Write out, word for word, the part of the Data Graphs dataset guide starting at "Choose whether the" and ending at "the Dataset to contain.".
---- Extract provided
Get in touch
Get in touch

Creating a Dataset

To create a Dataset click on the create tile on the Data Graphs app homepage. You will be guided through a set of steps in which you define the types of Concepts you want your Dataset to contain.

Step 1: Dataset settings

Choose an appropriate name for the Dataset, an example would be to name it after the collection of Concepts that it will contain. You need to name it unambiguously. The namespace for the Dataset is a URN and is set automatically – urn:test:countries in the example below. The namespace is also important as this will be used as part of the API endpoint URL if you want to access this Dataset via the API.

Choose whether the Dataset is public or private with respect to API access. A public Dataset can be accessed using the API from any client on the internet using an API key. A private Dataset can only be accessed using the API using oAuth / OpenID authentication. 

When you are happy with the main settings, click Add Types to configure the Concept types you want the Dataset to contain.

Step 2: Add a Concept type

Next you must add one or more types of Concepts that you want to include in the Dataset. We call this the Dataset Schema, You are able to add more Concept types later to an existing Dataset schema.

Choose the first type you want to add, either selecting an existing type you have already defined or one of the types we have defined for you, or create a brand new type. In the example below we are naming a new type Country as we want to include Country Concepts in the Dataset. When happy, click the Add Type button.

Step 3: Customise the type


Now you need to choose if this Concept type is sub-class of some existing type or not. If this Concept type is a sub-class, you can select the Parent Type from the drop-down list of existing types. If you do choose a parent type, you can then choose to include the properties from the parent Concept type in this new (child) type – typically you should choose to inherit the parent Concept properties.

Automatic or manual identifiers

You must choose whether to use manual or automatic identifiers. If you choose manual, for every Concept of this type you create you will need to supply a unique identifier of your choosing. The identifier must be unique with respect to the class / type of Concept. If you choose automatic you will not need to supply identifiers for each Concept, instead Data Graphs will generate a globally unique identifier for you.

Defining the Concept properties

Now add the properties to your Concepts schema. By default each Concept has an id and a label. The id property name cannot be changed by you can change the label property name to something else (e.g. name is a good alternative).

Now you can define the custom properties that will describe each instance of your Concept. In our Country example a Country may have a longName, a latitude and longitude, a capital city and a flagImage.

For each property you must choose its data type. Property data types can be primitive types like text, decimal, integer, boolean, or specialised data types like latitude / longitude, or you can choose to make a relationship property that will reference a different Concept type that may exist in this or any other Dataset.

For each property, you can choose modifiers, whether the property :

  • is optional – you do not need to supply a value for an optional field when editing data
  • is identifier – if you have selected manual identifiers, you may select one custom property as the field that will uniquely identify Concepts of this type. You do not need to choose a field to be the identifier, and instead you can just use the default id field if this is preferable. If you do define an identifier property, the property datatype must be a keyword or an integer.
--------
---- Source data
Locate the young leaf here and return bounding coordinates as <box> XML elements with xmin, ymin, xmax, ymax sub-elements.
--------
Result for this task =>
Choose whether the Dataset is public or private with respect to API access. A public Dataset can be accessed using the API from any client on the internet using an API key. A private Dataset can only be accessed using the API using oAuth / OpenID authentication. 

When you are happy with the main settings, click Add Types to configure the Concept types you want the Dataset to contain.